### [Task objective]
Would you write out the entries again, exactly as they are, but without images?

*** Begin section ***

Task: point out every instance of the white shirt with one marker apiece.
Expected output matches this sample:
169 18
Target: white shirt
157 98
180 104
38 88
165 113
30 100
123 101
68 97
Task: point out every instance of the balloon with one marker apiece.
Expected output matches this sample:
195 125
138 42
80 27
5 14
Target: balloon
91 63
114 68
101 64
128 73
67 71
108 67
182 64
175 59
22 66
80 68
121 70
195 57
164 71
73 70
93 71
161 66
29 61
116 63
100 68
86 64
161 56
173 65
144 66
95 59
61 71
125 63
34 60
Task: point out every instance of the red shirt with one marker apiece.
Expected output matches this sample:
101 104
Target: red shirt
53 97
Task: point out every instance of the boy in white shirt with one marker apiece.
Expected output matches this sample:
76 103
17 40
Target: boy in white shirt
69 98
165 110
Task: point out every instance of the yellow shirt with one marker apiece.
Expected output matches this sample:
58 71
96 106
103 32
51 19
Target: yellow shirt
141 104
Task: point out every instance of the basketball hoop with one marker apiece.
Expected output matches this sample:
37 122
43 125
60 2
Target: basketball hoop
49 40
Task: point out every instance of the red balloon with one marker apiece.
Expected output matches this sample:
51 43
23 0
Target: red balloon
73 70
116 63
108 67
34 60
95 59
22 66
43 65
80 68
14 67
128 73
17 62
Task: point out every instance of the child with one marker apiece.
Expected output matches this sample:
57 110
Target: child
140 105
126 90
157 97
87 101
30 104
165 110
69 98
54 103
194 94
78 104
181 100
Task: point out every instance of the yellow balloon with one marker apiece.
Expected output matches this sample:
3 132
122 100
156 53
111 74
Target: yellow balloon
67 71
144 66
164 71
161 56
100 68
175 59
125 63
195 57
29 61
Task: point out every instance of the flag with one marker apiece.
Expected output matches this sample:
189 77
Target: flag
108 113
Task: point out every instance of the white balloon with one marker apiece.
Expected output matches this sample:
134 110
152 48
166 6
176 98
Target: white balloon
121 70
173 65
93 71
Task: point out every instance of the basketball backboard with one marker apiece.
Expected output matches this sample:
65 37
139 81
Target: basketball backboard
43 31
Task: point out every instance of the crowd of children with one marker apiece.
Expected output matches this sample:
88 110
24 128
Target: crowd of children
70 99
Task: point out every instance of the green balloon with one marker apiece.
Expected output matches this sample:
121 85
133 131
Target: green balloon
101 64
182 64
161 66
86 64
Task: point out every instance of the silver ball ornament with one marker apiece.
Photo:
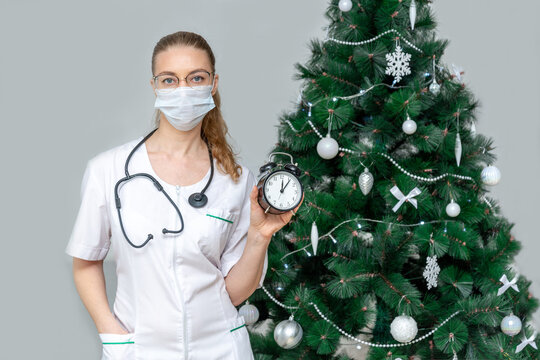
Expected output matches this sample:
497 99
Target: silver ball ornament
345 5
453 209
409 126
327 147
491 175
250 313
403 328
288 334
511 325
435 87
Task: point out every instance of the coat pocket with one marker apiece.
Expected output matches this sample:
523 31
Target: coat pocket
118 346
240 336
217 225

*** End section ***

### [Solved problem]
Task: point out every instance of the white shirt with one marker apiece.
Expected output matches this sample:
169 18
Target: white shirt
157 98
180 104
38 88
165 113
30 100
123 101
68 97
Task: point out every instance of the balloon with one marker apiece.
Expected output matches this sample:
195 125
138 42
80 27
5 14
Target: balloon
91 63
114 68
101 64
128 73
67 71
108 67
182 64
175 59
22 66
80 68
121 70
195 57
164 71
73 70
93 71
161 66
29 61
116 63
100 68
86 64
161 56
173 65
144 66
95 59
61 71
125 63
34 60
Task: point out every instance of the red shirt with one marker apiece.
Expected output matches this sample:
101 104
Target: red shirt
53 97
Task: point out every instance of the boy in white shirt with one marker apiece.
Expected output matches this sample:
76 103
17 40
Target: boy in white shirt
69 98
165 110
Task: point out every instance of the yellow shirt with one marker apiece.
Expected output matches this sample:
58 71
96 106
103 32
51 19
Target: yellow shirt
141 104
Task: point out every instance of the basketball hoop with one marker apiece.
Expected output matches this sample:
37 122
43 125
60 2
Target: basketball hoop
49 40
Task: point out every instance of the red balloon with one marker apiece.
Expected output matches this sample:
51 43
23 0
Target: red balloon
73 70
116 63
108 67
34 60
95 59
22 66
43 65
80 68
14 67
128 73
17 62
Task: point out every instance of the child with one marker apiece.
Expected output matches this sample:
57 110
Target: child
140 105
126 90
157 97
87 101
30 104
165 110
69 98
54 103
194 94
78 104
181 100
Task: point out every instance of the yellow balloon with one marker apiece.
Expected output matches this sample:
3 132
122 100
156 53
111 74
Target: yellow balloon
67 71
144 66
164 71
161 56
100 68
175 59
125 63
195 57
29 61
Task: point out every instance of the flag with one marker apiece.
Expected output matches this sample:
189 77
Target: flag
108 113
Task: point out every instance of the white balloon with one marker apiece.
Expected output matches this sample:
134 110
152 48
166 6
176 98
Target: white balloon
121 70
173 65
93 71
Task: point out every instance of the basketball backboard with one marker apiece.
Expected output matches this sample:
65 37
139 81
Target: basketball backboard
43 31
Task: point out every instance of the crowd of children with one marker apiece.
Expected output matches this sample:
88 110
24 128
Target: crowd of children
70 99
Task: point out every instance of the green balloon with one marker apiece.
Expected output matches this sample:
121 85
133 131
Target: green balloon
101 64
182 64
161 66
86 64
Task: point out every instance of the silver ball ornament with one marker apiece.
Photo:
Expected output matches this sample:
497 99
Target: silver ball ornament
345 5
453 209
409 126
327 147
491 175
250 313
403 328
288 334
511 325
435 87
Task: point out every instance of the coat pocket with one marker apiece.
Expected output matches this sample:
523 31
Target: coat pocket
118 346
240 336
217 225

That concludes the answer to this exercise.